*TO-DO LIST*:
**a)** In the court ruling on the City of Los Angeles overtime case, which federal law do the plaintiffs say the City violated?
**b)** Pick up the court ruling on the Los Angeles police overtime case and continue it from its last sentence.

*EXCERPTED TEXT*:
--

United States District Court, C.D. California

November 17, 2014

ANDRE A. ABRAMS, et al., Plaintiff,
CITY OF LOS ANGELES and DOES 1-10, inclusive, Defendants

For Andre Abrams, James Agnole, Julio Alfonso, Edgar Arca, Andy Azodi, Todd Baldwin, Patricia Blake, Dino Campodonico, John Carey, Joseph Chavez, Duc Dao, Manuel Delgado, Daniel Drulias, Mary Fencl, Marc Ferris, Michael Flannery, Elizabeth Gudino, Hector Guzman, Walter Hanna, Brian Harris, Eric Hernandez, Raymond Hernandez, David Herskowitz, Alex Hoffmaster, Todd Holmberg, Cedric Ingram, James Jester, John Jizmejian, James Kukkok, Ron Lagrassa, Bonnie Lehigh, David Lin, Robert Longdon, Michelle Lopez, Joshua Lukaszewski, Defendants: Gregory G Petersen, Richard L Hutchinson, LEAD ATTORNEYS, Gregory G Petersen ALC, Newport Beach, CA.

For City of Los Angeles, Defendant: Brian P Walter, LEAD ATTORNEY, Liebert Cassidy Whitmore APC, Los Angeles, CA; Daniel P Aguilera, Wayne H Song, LEAD ATTORNEYS, Los Angeles City Attorney's Office, Los Angeles, CA; Geoffrey S Sheldon, LEAD ATTORNEY, Danny Young-In Yoo, Liebert Cassidy Whitmore, Los Angeles, CA.




Before the Court is Defendant City of Los Angeles's (" the City") Motion to Strike Portions of Complaint, or in the alternative, to Dismiss All Individually Named Plaintiffs Except Andre Abrams. (ECF No. 10.) Plaintiffs allege that the City violated the Fair Labor Standards Act (" FLSA"), 29 U.S.C. § 201, et seq . The Court finds that Plaintiffs have not established that joinder is proper and for the reasons discussed below, the Court GRANTS the Motion and DISMISSES all Plaintiffs except for Andre Abrams from the action.[1]


The FLSA provides that " no employer shall employ any of his employees . . . for a workweek longer than forty hours unless such employee receives compensation for his employment in excess of the hours above specified at a rate not less than one and one-half times the regular rate at which he is employed." 29 U.S.C. § 207(a)(1). " [A]ny one or more employees for and in behalf of himself or themselves and other employees similarly situated" may bring an action for unpaid overtime compensation against an employer who is alleged to have violated the FLSA. Id. § 216(b). Employees wishing to join the suit must " opt-in" by filing a written consent with the court. Id.

Plaintiffs were previously part of two opt-in FLSA collective action lawsuits in front of Judge Feess. See Alaniz v. City of Los Angeles, No. 04-cv-8592 GAF (AJWx) and Mata v. City of Los Angeles, No. 07-cv-6782 GAF (AJWx). In those cases approximately 2, 500 officers of the Los Angeles Police Department (" LAPD") alleged that the City violated the overtime policy and instead adhered to a purported unwritten rule that officers are not to claim overtime of less than one hour (" off-the-clock claims"). The officers contended that they performed pre-shift and post-shift work off-the clock, and that they were not provided a full meal break during their shifts.

--

*SUPPLIED MATERIAL*:

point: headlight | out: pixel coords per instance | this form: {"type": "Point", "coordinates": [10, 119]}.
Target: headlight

--

*ANSWER LIST*:
**a)** The Fair Labor Standards Act (FLSA), 29 U.S.C. § 201 et seq.

**b)**
On January 30, 2014, the City filed Motions to Decertify Collective Action in Alaniz and Mata on the grounds that the plaintiffs' off-the-clock claims were too individualized to proceed collectively under applicable law.

On May 21, 2014, Judge Feess granted both motions holding that " the record reflects that the litigants were not similarly situated with respect to the off-the-clock claims, particularly in view of the LAPD's clear and unambiguous policy to the contrary." Alaniz, No. 04-cv-8592, ECF No. 2961 at 2, Mata, No. 07-cv-6782, ECF. No. 363 (collectively referred to herein as " Decertification Order"). Judge Feess further held that the City's defenses to each plaintiff in Alaniz and Mata were " inherently individualized" because they required an inquiry into whether each plaintiff's supervisors acted in good faith, an examination of off-the-clock activities, and an inquiry as to whether any such work falls into a de minimus exception to the FLSA. Id. In his Decertification Order, Judge Feess expressly tolled the statute of limitations for 60 days so the former opt-in plaintiffs could have " an opportunity to pursue their individual claims." Id. at 13.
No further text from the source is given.